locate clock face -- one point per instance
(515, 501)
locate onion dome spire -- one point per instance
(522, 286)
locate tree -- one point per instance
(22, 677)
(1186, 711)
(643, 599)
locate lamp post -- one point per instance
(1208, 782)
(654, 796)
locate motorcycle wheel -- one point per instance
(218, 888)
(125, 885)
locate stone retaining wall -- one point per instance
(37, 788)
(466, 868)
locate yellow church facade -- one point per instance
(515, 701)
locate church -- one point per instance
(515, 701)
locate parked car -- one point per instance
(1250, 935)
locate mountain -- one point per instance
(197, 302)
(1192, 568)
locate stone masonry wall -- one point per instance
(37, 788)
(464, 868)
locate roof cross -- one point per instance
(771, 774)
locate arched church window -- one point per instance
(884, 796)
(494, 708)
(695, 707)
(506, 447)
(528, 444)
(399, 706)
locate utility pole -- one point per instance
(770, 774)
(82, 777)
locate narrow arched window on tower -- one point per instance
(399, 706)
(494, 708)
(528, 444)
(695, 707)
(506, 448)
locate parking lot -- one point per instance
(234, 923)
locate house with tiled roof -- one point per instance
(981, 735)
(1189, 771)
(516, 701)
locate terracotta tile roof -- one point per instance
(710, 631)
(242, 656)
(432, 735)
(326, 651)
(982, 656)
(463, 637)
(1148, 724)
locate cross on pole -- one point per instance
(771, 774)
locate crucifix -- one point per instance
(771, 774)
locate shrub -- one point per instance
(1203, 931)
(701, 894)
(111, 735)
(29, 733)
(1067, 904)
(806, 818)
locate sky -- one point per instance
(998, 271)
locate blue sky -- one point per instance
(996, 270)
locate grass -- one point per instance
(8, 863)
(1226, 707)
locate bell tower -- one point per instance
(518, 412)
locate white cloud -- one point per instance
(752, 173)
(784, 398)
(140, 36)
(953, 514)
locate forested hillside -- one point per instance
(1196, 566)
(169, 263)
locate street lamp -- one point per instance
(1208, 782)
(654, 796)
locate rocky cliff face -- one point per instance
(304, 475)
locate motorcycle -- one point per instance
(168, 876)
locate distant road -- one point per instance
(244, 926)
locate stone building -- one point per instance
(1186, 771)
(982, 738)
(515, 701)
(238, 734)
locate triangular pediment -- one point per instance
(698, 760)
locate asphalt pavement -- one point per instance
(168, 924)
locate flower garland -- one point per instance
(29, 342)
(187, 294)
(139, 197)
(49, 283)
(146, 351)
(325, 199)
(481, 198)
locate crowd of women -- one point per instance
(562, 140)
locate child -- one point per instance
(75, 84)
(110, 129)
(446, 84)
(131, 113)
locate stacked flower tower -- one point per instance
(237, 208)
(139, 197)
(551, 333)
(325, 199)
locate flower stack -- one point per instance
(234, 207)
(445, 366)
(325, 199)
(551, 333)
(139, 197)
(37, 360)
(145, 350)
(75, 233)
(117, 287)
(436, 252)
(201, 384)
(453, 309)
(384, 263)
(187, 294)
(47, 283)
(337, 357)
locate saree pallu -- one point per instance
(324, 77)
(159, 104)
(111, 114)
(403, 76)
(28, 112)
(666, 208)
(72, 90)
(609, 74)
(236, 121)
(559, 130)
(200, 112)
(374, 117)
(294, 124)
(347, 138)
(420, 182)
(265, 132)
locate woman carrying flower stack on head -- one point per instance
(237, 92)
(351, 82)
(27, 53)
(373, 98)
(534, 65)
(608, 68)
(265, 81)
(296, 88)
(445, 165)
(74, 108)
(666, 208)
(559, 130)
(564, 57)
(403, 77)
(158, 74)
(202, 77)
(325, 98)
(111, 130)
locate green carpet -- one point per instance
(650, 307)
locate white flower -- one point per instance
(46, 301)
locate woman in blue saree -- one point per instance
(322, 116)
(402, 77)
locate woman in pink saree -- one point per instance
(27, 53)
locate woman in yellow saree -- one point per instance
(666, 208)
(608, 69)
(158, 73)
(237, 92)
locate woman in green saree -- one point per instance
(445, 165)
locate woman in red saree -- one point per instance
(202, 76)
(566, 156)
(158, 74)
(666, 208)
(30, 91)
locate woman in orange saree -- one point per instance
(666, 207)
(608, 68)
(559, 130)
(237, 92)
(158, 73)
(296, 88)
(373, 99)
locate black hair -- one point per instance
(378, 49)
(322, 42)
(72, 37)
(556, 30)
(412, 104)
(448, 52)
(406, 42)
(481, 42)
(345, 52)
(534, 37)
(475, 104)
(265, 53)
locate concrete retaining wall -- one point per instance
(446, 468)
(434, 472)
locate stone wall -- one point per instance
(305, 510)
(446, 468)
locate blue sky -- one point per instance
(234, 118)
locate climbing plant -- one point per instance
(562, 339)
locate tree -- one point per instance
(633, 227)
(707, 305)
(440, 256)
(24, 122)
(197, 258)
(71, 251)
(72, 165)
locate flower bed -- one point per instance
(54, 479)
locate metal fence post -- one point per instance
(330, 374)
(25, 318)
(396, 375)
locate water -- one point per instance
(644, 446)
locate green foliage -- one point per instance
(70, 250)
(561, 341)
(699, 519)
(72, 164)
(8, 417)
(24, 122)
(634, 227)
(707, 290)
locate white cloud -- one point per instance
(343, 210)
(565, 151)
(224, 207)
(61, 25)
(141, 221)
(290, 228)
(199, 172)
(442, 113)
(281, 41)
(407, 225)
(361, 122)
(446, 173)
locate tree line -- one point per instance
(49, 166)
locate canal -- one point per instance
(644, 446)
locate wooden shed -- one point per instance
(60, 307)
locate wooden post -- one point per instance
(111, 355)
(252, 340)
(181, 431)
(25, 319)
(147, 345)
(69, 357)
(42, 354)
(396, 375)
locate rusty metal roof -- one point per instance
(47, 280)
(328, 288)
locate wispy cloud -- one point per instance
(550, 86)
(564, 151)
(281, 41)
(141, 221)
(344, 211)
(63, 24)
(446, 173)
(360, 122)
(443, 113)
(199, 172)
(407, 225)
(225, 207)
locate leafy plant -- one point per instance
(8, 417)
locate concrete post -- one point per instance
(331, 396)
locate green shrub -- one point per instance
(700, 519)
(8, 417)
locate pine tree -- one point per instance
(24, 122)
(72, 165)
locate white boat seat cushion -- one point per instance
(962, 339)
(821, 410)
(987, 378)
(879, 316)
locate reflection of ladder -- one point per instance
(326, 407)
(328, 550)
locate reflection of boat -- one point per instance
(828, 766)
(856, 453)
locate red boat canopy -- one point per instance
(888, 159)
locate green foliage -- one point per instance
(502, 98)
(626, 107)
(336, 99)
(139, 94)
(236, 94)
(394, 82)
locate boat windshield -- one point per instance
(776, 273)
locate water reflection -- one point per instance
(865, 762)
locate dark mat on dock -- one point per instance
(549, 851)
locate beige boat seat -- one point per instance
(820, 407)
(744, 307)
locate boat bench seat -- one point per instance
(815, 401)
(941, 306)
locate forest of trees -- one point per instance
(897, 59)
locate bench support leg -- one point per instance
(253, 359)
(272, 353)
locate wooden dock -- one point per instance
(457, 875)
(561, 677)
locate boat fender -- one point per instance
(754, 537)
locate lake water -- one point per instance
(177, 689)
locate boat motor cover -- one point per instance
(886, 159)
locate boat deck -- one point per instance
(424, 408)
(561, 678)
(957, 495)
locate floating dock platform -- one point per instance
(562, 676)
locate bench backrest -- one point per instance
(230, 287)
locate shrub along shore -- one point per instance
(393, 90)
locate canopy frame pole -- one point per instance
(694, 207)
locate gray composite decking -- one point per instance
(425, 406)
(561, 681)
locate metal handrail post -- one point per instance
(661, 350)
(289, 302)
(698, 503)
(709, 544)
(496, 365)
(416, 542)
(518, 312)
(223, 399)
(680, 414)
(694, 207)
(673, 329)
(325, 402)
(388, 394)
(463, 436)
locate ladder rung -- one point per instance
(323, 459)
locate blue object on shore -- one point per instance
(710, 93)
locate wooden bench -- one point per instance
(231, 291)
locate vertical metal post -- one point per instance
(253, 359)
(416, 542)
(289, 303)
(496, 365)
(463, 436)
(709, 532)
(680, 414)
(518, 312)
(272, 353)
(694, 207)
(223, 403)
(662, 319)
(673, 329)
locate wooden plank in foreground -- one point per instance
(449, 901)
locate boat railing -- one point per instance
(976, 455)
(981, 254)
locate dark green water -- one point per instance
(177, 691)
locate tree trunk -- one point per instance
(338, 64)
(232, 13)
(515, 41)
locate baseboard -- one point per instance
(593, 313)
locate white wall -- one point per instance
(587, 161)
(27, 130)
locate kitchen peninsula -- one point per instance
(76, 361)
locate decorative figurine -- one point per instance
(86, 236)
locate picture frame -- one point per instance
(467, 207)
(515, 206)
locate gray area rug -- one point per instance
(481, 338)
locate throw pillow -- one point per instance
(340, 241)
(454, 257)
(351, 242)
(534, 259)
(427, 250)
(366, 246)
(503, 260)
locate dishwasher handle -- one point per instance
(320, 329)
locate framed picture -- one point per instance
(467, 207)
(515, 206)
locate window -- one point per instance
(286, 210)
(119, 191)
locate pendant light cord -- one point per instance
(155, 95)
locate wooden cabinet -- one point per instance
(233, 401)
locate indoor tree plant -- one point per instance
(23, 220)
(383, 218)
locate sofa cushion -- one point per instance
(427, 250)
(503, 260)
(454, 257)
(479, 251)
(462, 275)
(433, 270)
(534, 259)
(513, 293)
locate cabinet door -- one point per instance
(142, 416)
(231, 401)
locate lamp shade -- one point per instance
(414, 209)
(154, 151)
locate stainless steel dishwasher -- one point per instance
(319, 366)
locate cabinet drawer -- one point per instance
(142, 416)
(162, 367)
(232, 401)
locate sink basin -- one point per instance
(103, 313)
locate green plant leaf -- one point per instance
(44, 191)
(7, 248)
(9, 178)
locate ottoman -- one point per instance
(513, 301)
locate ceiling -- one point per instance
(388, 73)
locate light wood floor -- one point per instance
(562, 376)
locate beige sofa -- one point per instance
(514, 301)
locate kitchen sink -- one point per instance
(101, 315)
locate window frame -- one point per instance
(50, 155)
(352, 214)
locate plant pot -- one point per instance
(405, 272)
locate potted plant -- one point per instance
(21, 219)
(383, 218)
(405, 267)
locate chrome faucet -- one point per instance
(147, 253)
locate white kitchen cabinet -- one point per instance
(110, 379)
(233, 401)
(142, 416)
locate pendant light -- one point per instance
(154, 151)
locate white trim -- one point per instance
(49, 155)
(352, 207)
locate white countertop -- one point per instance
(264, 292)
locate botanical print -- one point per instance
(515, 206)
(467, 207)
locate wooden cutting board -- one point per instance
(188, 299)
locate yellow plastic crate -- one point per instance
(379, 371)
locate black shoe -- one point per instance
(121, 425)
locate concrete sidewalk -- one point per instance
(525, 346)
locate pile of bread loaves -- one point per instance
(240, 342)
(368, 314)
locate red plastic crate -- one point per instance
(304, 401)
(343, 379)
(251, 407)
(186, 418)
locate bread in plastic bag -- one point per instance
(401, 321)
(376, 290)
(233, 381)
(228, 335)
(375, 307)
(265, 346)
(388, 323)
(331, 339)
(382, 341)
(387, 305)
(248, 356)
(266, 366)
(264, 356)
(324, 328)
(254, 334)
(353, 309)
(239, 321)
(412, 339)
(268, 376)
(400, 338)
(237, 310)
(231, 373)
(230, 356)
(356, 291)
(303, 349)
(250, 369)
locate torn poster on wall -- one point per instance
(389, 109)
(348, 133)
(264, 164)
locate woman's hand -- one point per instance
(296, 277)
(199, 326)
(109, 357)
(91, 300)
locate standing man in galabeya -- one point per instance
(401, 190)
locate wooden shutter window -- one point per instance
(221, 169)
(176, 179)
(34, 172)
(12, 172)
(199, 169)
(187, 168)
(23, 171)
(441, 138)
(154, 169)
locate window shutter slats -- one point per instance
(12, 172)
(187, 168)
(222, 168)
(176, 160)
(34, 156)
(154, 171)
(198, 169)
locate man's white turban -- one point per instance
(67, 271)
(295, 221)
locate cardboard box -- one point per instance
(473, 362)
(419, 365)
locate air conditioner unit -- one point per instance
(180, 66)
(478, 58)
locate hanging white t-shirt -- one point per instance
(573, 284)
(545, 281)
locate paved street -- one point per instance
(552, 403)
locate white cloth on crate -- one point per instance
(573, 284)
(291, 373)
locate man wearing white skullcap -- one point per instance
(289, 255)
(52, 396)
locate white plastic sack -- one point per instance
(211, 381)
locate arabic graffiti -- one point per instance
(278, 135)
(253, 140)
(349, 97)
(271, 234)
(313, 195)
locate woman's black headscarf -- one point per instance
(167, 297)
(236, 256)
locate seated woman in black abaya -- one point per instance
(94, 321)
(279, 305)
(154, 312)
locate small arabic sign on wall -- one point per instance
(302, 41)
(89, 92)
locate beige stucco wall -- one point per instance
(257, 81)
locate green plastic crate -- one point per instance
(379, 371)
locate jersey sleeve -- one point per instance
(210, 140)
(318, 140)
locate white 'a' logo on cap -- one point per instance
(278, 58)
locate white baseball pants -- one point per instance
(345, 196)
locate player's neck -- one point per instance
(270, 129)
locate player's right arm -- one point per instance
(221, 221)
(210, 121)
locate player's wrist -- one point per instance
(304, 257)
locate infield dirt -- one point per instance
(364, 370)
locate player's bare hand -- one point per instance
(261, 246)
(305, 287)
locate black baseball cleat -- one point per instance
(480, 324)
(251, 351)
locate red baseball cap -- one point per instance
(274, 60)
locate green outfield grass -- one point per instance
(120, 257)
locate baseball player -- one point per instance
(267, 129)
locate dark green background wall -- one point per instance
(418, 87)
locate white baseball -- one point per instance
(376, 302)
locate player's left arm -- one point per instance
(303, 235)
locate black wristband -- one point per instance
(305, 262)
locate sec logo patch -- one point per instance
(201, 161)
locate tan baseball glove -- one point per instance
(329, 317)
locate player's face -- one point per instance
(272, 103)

=== Given request ===
Give the material from the line containing "locate dark green background" through the end as a Markdown table with the columns Row and Line, one line per row, leaving out blank lines.

=== Full output ===
| Row | Line |
|---|---|
| 1 | locate dark green background wall -- one point per instance |
| 2 | (418, 87) |
| 3 | locate white baseball -- one point per instance |
| 4 | (376, 302) |
| 5 | locate player's left arm -- one point per instance |
| 6 | (303, 235) |
| 7 | locate black wristband -- one point per instance |
| 8 | (305, 262) |
| 9 | locate sec logo patch -- one point per instance |
| 10 | (201, 161) |
| 11 | locate tan baseball glove -- one point per instance |
| 12 | (329, 317) |
| 13 | locate player's face -- one point per instance |
| 14 | (272, 103) |